--- ROWS ---
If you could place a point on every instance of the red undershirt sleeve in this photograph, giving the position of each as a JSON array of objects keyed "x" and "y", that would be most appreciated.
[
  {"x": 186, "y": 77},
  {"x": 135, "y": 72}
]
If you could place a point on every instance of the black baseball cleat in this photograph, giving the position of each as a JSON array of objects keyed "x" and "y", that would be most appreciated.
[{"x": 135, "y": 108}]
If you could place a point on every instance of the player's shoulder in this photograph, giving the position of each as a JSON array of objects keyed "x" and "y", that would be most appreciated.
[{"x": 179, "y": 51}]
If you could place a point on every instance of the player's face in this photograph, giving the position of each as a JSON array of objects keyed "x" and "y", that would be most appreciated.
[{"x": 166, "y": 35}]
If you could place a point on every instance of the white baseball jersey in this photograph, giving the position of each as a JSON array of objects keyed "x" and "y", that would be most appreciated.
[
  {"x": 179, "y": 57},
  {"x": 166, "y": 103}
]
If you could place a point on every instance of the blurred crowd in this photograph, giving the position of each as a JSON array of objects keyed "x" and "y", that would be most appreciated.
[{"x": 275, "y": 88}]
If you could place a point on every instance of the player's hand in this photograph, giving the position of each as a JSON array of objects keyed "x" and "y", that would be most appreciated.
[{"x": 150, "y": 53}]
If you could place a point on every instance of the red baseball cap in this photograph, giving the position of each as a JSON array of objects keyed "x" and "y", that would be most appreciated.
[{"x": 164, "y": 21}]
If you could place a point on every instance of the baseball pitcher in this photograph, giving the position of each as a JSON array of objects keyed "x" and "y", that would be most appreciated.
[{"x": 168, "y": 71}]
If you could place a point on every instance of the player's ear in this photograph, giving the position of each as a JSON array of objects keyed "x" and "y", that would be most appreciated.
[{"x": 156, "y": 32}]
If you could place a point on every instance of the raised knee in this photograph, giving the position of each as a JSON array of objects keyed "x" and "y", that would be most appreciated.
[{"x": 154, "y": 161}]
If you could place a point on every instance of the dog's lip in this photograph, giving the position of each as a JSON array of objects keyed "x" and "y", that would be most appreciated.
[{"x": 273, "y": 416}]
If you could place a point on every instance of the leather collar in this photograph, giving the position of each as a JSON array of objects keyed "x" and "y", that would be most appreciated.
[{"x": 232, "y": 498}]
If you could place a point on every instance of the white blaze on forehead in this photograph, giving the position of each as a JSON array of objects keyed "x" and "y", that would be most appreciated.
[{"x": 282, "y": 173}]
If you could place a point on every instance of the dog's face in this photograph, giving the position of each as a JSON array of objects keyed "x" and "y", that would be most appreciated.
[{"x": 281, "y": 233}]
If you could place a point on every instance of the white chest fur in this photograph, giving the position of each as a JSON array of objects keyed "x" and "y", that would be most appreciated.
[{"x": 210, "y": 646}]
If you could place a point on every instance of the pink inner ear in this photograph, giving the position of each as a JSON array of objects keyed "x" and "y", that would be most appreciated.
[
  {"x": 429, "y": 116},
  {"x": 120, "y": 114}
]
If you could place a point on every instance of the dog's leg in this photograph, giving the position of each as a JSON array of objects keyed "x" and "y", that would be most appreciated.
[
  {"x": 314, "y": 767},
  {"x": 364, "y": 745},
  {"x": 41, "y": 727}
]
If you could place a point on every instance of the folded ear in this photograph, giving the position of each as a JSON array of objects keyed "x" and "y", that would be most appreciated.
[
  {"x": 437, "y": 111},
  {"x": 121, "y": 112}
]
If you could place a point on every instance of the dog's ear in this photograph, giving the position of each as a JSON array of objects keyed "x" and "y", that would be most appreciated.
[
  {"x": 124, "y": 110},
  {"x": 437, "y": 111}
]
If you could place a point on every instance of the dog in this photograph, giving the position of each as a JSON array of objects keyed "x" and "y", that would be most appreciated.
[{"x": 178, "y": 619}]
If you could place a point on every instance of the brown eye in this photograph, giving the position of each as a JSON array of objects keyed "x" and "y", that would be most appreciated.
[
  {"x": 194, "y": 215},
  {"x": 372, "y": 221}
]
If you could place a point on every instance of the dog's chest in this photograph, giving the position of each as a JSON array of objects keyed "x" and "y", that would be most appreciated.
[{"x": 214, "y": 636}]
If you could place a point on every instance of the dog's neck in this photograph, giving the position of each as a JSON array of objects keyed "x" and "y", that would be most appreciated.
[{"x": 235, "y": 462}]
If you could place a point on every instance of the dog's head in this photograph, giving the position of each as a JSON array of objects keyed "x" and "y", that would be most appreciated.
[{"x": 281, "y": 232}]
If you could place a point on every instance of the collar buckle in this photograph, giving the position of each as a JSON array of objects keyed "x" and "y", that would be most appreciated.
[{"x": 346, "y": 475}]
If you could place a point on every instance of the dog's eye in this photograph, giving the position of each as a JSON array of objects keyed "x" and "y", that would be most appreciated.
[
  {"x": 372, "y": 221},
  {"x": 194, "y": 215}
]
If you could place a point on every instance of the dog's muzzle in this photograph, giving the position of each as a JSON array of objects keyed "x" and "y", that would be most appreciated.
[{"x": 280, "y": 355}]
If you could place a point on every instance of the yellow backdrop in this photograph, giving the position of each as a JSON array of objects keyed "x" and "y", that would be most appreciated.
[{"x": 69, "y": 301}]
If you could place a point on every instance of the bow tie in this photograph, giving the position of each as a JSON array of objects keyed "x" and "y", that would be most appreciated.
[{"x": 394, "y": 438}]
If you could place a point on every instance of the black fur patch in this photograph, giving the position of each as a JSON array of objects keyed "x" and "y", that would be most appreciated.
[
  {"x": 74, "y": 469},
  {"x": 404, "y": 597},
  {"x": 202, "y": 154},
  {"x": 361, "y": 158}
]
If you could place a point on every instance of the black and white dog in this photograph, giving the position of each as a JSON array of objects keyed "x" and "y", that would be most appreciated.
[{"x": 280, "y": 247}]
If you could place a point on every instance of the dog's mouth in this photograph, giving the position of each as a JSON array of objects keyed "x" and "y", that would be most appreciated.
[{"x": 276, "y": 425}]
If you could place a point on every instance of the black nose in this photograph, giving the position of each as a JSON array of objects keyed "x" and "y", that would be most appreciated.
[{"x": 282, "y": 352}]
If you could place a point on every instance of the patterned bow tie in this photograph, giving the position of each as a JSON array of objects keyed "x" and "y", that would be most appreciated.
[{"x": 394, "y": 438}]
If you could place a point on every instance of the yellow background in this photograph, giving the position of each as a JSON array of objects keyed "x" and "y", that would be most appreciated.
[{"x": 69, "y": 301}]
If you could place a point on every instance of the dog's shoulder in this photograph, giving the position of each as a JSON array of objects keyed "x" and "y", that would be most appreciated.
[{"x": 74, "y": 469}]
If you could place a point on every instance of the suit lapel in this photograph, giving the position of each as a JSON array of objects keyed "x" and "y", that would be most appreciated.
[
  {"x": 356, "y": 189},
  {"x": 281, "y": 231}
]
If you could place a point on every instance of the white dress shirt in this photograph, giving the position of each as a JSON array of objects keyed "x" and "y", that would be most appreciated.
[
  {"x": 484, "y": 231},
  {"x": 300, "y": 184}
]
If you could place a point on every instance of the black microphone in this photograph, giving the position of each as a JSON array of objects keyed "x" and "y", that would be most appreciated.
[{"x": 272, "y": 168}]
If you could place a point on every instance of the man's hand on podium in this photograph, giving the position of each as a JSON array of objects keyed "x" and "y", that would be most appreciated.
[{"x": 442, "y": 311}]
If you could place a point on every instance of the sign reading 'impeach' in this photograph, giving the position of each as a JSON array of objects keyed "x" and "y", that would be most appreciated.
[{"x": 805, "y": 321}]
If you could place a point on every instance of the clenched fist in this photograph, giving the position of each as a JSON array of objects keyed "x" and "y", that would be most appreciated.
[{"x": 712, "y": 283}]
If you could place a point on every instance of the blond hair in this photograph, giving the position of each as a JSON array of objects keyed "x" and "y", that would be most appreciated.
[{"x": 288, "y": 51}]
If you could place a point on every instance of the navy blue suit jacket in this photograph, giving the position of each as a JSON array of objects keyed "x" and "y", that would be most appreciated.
---
PROBLEM DETAILS: Quote exactly the line containing "of the man's" and every later line through the end of the listing, and no other lines.

WORKED ANSWER:
If you could place a point on every instance of the man's hand on podium in this photograph, giving the position of each as a JSON array of objects keyed "x" and "y", that would be most appreciated.
[{"x": 442, "y": 311}]
If you could place a point on every instance of the sign reading 'impeach' in this photograph, giving the position of each as a JSON array of objects keyed "x" and "y", that would be most appreciated.
[{"x": 805, "y": 321}]
If you could place a point on every instance of the clenched fist in this photograph, giving the position of each as a JSON array of objects keyed "x" and "y", that would be most appreciated.
[{"x": 712, "y": 283}]
If you could place a point on every instance of the blond hair in this photograph, giving the position of each as a JSON array of objects keyed "x" and "y", that would be most appreciated.
[{"x": 288, "y": 51}]
If you could place a point on every instance of the navy blue suit jacket in this photograph, giving the position of each as a JSON array of objects keyed "x" and "y", that would be most appreciated.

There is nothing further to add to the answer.